--- Problem 1 ---
From the code review comment, print the passage from "Looks good. The" up to and including "debug info entries?".
--- Problem 2 ---
Answer these questions about the code review comment:
(a) How does the reviewer describe the patch?
(b) In which mode does the comment say symtab is lacking?
(c) To which substitution does the reviewer consider adding -Wl,-debug:symtab?

--- Text block ---

Looks good. The patch is really trivial so I don't want to make big deal out of the test.

However, I would like to continue the discussion started in the patch description, as I think it would be very useful if we could figure out a way to make this test (and others) cross-platform, so we don't have to have two versions of all of them. I'm going to start by asking a couple of questions, just so I understand the problem better.

You say that the issue is the lack of symtab in the "msvc" mode. What makes this test work then? Do some of the assembler directives (.def?) produce some sort of debug info entries?

What determines the modes that clang is operating in? Is it the default target triple?

What does -Wl,-debug:symtab actually produce? Would it make sense to make it a part of the %clang_host substitution (only for the msvc mode) to make the output of %clang_host more uniform? Or maybe achieve equivalence in some other way (add -g1, or similar, to the cmd line)?

--- Dataset entries ---
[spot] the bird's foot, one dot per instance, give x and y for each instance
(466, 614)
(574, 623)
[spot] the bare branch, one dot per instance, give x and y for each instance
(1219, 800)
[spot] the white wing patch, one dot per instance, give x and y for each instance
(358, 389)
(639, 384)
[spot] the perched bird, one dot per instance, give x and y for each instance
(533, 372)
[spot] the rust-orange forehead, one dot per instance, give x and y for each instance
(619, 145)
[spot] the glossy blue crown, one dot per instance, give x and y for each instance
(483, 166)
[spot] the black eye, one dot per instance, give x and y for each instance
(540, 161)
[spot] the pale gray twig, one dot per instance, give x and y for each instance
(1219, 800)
--
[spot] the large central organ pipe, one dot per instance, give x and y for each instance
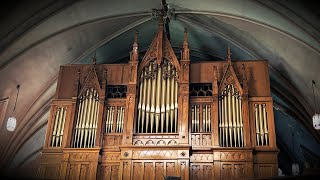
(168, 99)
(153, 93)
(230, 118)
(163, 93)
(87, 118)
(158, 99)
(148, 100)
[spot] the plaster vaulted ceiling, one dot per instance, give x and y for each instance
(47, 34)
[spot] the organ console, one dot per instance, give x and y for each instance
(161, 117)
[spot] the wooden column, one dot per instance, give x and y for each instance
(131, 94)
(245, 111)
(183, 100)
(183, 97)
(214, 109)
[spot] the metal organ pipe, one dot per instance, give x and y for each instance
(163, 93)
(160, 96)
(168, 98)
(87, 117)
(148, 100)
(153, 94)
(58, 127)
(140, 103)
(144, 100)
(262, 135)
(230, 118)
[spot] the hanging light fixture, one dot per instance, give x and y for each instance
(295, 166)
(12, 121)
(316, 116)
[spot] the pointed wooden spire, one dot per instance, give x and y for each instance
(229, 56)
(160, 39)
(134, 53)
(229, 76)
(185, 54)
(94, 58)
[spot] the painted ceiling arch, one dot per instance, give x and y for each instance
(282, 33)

--- Worked solution 1 ---
Looks good. The patch is really trivial so I don't want to make big deal out of the test.

However, I would like to continue the discussion started in the patch description, as I think it would be very useful if we could figure out a way to make this test (and others) cross-platform, so we don't have to have two versions of all of them. I'm going to start by asking a couple of questions, just so I understand the problem better.

You say that the issue is the lack of symtab in the "msvc" mode. What makes this test work then? Do some of the assembler directives (.def?) produce some sort of debug info entries?

--- Worked solution 2 ---
(a) As really trivial.
(b) The "msvc" mode.
(c) The %clang_host substitution.